_Problem statement:_
Show every line in the records below that contains the word "barrier", copying each such line in full.

----------

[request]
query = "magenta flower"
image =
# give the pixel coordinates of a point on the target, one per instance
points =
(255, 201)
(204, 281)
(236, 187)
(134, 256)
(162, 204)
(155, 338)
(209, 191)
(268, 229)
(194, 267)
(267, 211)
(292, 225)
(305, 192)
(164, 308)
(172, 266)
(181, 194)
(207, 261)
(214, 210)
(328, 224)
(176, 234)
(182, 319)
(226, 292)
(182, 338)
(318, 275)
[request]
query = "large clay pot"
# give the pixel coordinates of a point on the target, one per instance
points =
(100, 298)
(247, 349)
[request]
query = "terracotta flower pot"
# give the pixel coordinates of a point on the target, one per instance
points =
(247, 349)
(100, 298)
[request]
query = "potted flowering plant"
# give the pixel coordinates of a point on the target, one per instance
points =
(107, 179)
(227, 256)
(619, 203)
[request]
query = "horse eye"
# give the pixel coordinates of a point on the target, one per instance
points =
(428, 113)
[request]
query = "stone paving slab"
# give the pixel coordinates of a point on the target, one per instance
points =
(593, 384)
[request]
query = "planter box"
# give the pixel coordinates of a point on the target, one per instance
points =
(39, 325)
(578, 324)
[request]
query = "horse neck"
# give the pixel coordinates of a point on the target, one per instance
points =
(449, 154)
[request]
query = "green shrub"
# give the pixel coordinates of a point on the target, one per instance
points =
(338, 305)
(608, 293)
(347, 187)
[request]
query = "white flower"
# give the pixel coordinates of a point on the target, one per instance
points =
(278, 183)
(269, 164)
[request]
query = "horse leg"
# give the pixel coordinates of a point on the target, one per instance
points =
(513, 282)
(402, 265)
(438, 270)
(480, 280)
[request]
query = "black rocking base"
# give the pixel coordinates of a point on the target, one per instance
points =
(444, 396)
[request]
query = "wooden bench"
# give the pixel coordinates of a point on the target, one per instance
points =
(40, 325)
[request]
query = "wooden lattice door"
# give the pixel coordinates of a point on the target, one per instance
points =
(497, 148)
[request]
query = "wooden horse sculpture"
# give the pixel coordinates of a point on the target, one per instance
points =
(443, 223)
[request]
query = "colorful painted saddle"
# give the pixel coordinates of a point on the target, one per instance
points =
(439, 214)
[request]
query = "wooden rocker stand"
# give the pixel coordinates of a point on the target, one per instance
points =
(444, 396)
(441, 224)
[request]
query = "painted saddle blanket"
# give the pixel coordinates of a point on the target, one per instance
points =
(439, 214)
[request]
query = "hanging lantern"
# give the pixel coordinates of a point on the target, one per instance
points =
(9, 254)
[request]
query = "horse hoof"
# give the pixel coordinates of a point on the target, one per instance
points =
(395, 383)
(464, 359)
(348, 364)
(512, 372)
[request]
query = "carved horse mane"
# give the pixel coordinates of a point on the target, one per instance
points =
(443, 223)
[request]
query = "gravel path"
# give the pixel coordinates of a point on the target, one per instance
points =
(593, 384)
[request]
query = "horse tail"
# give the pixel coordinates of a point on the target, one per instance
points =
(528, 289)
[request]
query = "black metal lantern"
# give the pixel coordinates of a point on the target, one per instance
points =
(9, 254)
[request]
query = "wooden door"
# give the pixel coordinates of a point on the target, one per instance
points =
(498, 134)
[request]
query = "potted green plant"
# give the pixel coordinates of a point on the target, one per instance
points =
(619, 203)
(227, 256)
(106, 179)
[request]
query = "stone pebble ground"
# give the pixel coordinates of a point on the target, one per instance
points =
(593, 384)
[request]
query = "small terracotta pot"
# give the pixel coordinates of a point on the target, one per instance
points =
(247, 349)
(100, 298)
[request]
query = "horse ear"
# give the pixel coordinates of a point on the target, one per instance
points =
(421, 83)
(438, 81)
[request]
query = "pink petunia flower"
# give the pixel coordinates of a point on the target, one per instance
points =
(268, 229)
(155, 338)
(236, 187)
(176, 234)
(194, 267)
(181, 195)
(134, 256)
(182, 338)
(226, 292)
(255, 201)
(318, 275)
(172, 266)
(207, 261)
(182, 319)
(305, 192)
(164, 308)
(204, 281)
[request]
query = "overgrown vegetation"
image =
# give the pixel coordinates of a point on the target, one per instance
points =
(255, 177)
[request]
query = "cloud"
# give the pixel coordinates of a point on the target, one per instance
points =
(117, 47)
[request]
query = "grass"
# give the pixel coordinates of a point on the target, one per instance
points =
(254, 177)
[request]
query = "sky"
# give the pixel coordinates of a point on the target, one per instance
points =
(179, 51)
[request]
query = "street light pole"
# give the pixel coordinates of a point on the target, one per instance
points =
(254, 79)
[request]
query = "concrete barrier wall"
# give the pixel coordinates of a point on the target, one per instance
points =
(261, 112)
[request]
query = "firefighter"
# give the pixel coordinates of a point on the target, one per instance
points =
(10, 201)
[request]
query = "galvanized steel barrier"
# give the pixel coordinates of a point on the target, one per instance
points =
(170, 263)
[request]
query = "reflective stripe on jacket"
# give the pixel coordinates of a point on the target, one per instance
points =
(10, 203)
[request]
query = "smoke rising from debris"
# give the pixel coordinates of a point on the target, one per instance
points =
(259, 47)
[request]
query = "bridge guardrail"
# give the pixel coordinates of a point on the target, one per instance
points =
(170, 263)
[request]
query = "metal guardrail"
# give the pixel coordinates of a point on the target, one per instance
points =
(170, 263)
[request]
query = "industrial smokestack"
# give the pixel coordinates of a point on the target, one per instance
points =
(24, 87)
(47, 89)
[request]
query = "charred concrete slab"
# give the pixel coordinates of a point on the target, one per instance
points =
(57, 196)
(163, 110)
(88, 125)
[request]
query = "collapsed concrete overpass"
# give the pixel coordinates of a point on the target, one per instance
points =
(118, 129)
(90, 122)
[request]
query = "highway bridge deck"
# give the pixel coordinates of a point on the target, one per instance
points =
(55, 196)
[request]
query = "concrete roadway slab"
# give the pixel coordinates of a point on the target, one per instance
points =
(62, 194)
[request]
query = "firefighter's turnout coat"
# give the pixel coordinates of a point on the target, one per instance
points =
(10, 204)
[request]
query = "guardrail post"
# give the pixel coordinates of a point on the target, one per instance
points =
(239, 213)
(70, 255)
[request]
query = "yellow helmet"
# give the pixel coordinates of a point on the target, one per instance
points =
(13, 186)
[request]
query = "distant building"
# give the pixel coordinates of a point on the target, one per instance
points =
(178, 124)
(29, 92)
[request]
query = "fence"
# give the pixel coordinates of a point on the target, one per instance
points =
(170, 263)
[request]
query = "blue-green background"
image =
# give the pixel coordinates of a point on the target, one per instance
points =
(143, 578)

----------

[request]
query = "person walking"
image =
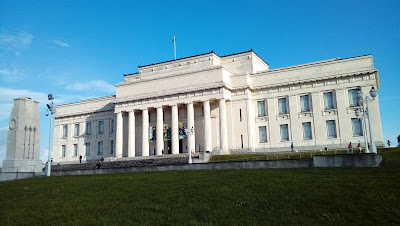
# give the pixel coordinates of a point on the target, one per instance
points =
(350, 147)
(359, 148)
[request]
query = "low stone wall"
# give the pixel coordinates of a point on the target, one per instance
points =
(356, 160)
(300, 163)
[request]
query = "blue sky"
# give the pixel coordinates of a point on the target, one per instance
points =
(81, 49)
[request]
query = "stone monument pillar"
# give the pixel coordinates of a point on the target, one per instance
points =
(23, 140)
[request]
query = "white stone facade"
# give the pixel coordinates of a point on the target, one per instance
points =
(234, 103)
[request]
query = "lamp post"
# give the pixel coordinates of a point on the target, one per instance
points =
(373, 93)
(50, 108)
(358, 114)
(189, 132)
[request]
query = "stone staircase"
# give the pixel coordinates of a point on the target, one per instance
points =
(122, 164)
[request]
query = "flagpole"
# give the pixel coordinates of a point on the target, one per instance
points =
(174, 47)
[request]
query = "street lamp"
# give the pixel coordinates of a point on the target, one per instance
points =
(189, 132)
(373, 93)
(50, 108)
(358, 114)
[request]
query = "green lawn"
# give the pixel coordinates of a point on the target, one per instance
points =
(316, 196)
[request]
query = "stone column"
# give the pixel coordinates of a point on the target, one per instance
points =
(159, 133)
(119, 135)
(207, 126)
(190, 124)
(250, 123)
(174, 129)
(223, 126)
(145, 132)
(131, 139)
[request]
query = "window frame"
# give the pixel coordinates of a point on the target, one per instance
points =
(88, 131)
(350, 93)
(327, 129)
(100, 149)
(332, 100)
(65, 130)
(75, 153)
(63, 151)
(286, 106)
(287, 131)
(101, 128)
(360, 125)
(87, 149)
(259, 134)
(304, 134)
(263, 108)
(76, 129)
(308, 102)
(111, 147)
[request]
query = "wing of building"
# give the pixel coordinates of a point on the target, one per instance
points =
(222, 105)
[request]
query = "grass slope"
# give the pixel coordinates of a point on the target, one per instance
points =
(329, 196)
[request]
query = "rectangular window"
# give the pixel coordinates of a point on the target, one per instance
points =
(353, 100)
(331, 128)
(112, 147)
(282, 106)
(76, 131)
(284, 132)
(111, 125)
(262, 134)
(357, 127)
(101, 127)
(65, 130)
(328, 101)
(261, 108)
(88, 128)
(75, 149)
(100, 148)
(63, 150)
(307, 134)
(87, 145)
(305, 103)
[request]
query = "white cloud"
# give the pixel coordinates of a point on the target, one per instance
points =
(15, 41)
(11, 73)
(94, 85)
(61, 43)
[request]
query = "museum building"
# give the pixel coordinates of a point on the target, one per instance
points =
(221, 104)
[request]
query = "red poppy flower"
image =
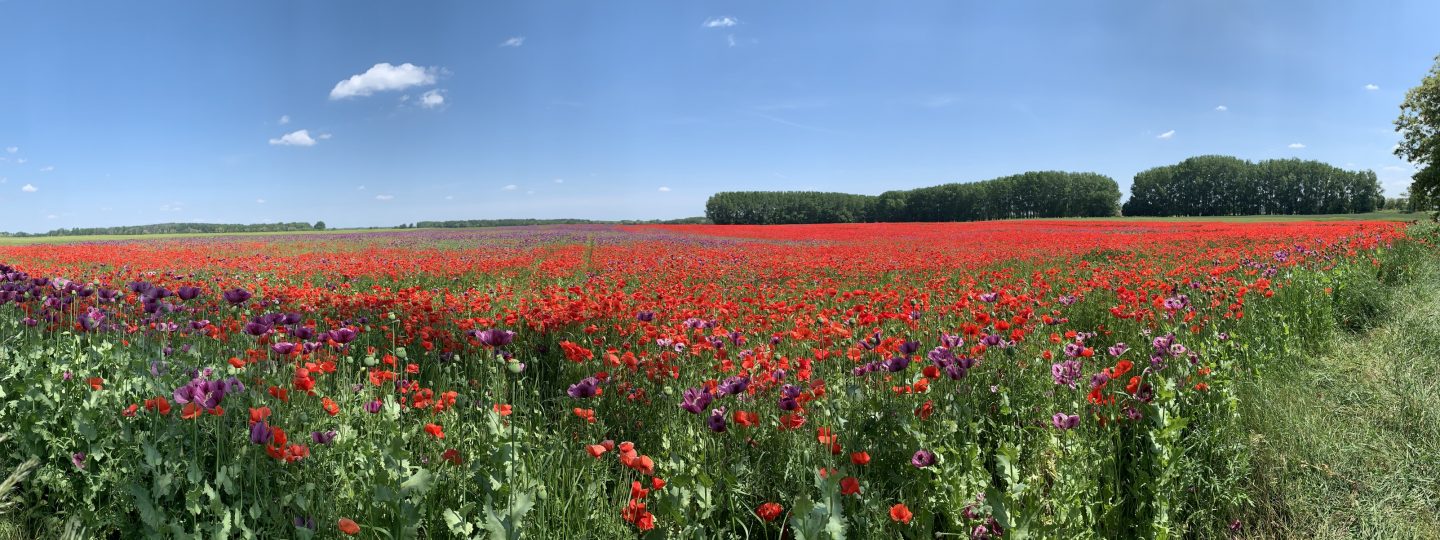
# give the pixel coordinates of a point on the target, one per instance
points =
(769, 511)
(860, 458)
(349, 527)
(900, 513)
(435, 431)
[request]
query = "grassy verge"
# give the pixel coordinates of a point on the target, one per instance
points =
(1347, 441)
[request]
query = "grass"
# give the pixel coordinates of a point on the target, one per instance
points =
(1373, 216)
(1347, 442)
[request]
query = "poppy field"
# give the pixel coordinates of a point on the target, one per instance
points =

----------

_Written response:_
query = "concrete barrier wall"
query = "galvanized steel barrier"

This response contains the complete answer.